§ **Try it**
All lines from the entries below that contain the string "light" should be copied out.

§ **Extracted material**
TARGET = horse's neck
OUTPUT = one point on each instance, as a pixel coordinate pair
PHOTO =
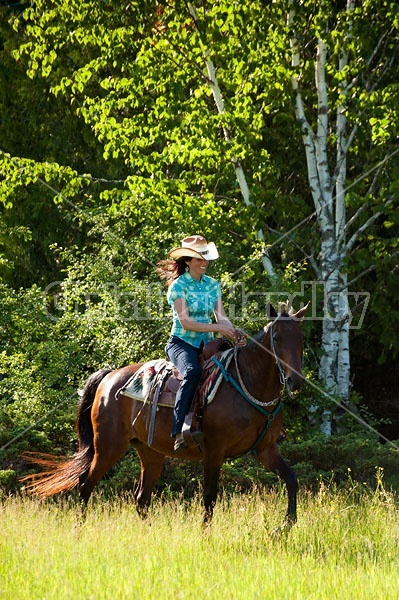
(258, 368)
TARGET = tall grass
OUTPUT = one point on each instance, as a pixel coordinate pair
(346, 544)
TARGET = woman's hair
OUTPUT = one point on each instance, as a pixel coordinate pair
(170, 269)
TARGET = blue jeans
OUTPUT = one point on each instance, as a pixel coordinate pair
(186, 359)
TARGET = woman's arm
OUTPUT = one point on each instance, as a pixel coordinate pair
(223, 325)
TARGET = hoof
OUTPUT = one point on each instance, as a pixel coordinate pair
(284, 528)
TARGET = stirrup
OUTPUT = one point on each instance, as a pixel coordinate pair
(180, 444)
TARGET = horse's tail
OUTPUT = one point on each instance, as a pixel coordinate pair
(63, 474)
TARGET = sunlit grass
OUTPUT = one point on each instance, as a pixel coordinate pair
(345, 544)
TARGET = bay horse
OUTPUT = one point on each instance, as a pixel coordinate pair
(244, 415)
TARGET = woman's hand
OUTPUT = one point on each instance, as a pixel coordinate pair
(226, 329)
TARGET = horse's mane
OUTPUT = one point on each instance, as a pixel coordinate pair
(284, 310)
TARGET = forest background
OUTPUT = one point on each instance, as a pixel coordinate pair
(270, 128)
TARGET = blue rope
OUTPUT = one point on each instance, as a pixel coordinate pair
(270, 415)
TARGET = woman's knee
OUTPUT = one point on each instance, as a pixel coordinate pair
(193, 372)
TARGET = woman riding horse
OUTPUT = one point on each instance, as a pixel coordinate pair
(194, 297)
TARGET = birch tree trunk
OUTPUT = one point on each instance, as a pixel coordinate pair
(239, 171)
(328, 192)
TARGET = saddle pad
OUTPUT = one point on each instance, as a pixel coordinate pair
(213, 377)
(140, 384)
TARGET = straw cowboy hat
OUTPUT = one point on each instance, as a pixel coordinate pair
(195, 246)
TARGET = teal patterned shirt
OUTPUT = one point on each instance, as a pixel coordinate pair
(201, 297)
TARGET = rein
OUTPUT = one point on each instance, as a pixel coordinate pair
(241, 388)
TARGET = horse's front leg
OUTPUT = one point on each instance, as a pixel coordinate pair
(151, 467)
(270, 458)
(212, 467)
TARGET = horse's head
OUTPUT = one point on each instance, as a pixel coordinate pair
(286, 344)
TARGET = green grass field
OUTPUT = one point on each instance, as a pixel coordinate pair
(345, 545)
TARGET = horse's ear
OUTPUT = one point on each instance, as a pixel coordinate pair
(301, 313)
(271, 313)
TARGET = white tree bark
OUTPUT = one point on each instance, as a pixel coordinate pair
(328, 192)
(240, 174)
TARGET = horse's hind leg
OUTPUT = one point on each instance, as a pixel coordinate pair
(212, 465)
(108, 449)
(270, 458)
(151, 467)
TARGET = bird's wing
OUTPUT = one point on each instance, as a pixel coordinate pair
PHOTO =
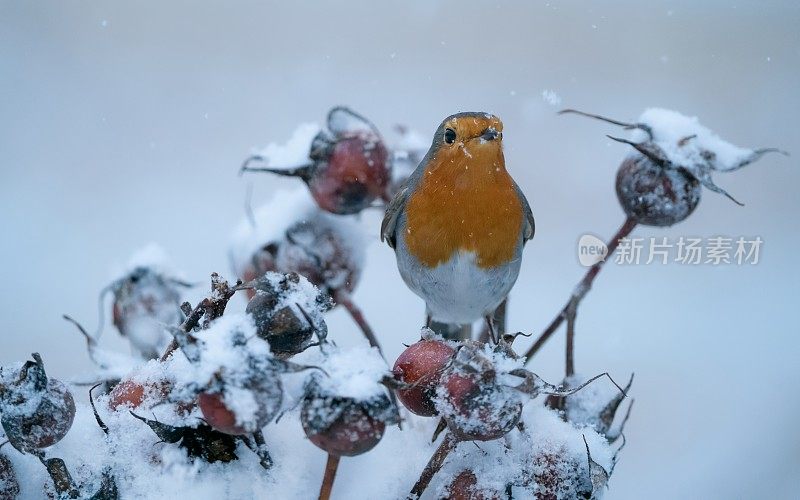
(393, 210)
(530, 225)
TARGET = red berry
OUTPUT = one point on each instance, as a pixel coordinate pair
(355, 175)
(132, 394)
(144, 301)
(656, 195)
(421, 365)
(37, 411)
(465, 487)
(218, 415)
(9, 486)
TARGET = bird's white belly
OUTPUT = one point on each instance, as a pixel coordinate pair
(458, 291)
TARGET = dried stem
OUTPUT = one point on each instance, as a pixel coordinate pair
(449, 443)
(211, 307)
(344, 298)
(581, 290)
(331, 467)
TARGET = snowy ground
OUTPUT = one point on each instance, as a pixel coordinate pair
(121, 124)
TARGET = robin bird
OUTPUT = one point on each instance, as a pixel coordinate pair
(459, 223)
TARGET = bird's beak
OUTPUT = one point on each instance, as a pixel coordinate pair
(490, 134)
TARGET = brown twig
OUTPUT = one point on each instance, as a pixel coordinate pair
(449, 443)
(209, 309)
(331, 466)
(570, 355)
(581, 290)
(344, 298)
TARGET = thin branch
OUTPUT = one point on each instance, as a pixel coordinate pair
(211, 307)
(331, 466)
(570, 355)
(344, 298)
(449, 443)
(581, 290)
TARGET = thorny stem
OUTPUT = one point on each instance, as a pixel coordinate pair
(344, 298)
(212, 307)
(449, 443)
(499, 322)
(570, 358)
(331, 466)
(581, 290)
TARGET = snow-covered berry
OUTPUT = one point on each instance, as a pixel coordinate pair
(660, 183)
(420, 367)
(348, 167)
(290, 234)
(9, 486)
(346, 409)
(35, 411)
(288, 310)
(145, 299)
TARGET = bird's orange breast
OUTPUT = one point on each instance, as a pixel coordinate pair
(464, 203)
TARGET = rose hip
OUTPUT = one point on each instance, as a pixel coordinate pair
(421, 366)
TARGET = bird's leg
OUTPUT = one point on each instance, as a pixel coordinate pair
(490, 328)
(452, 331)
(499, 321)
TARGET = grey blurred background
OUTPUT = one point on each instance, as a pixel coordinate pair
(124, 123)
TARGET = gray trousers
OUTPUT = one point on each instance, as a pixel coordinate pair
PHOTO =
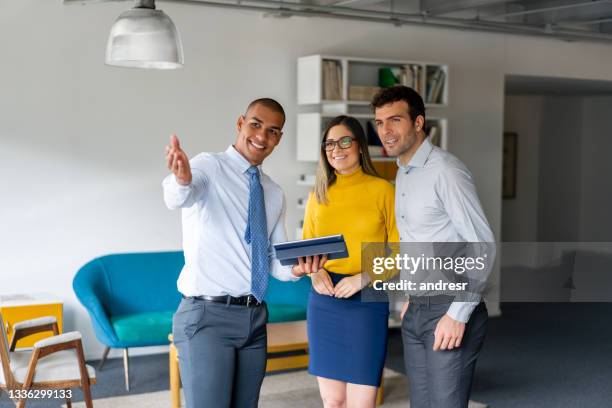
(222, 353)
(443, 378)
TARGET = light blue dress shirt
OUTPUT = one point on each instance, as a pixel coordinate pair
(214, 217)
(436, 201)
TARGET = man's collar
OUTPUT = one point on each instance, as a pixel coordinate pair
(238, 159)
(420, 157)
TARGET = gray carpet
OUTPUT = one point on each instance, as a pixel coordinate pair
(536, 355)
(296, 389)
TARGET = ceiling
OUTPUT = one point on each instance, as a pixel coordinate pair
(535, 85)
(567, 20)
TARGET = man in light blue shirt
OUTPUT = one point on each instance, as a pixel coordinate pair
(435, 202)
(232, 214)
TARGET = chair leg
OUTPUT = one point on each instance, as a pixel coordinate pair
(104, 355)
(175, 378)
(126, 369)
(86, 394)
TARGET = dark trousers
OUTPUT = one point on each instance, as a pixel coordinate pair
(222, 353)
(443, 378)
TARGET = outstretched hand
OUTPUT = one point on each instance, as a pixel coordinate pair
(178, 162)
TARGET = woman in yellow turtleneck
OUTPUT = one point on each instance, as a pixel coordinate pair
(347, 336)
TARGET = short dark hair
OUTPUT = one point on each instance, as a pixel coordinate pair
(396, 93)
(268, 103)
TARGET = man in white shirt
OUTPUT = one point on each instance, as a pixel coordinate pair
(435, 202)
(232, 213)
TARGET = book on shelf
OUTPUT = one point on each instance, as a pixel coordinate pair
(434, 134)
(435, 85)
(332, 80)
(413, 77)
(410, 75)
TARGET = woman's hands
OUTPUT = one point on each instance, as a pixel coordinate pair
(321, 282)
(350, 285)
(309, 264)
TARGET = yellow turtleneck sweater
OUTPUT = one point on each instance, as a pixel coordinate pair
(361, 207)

---

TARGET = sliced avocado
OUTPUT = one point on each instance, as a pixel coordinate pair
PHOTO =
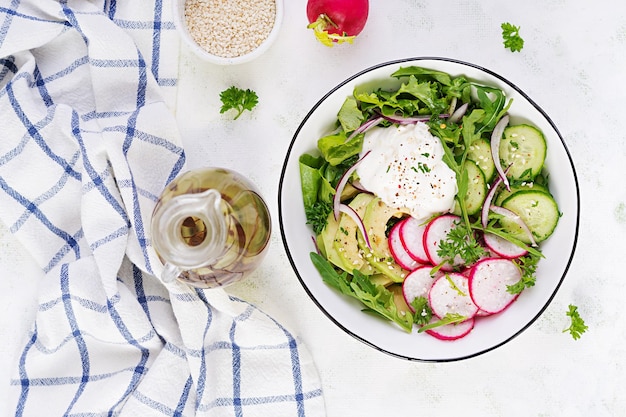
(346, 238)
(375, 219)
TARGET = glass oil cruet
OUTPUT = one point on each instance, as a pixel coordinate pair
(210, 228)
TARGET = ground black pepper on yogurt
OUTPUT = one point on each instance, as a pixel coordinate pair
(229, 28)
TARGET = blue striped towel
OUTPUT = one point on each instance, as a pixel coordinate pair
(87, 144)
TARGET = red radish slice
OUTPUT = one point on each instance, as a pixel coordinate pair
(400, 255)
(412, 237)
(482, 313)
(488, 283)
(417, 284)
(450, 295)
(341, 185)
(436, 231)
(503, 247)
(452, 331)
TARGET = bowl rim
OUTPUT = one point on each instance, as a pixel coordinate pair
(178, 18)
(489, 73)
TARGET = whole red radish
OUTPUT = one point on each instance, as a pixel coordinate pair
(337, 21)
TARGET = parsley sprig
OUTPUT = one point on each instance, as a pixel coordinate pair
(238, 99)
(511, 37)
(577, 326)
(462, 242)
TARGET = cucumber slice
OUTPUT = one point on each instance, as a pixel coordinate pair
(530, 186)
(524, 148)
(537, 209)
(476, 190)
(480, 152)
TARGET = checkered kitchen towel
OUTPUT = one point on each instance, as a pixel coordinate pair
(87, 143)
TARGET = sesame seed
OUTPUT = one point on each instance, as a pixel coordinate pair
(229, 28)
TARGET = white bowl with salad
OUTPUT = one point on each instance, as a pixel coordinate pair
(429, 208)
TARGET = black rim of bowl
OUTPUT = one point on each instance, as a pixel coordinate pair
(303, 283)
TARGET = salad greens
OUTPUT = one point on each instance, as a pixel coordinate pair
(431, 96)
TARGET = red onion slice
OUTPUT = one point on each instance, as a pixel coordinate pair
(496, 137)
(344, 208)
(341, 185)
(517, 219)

§ **Reply to the exercise**
TARGET = light blue dress shirt
TARGET = man in light blue shirt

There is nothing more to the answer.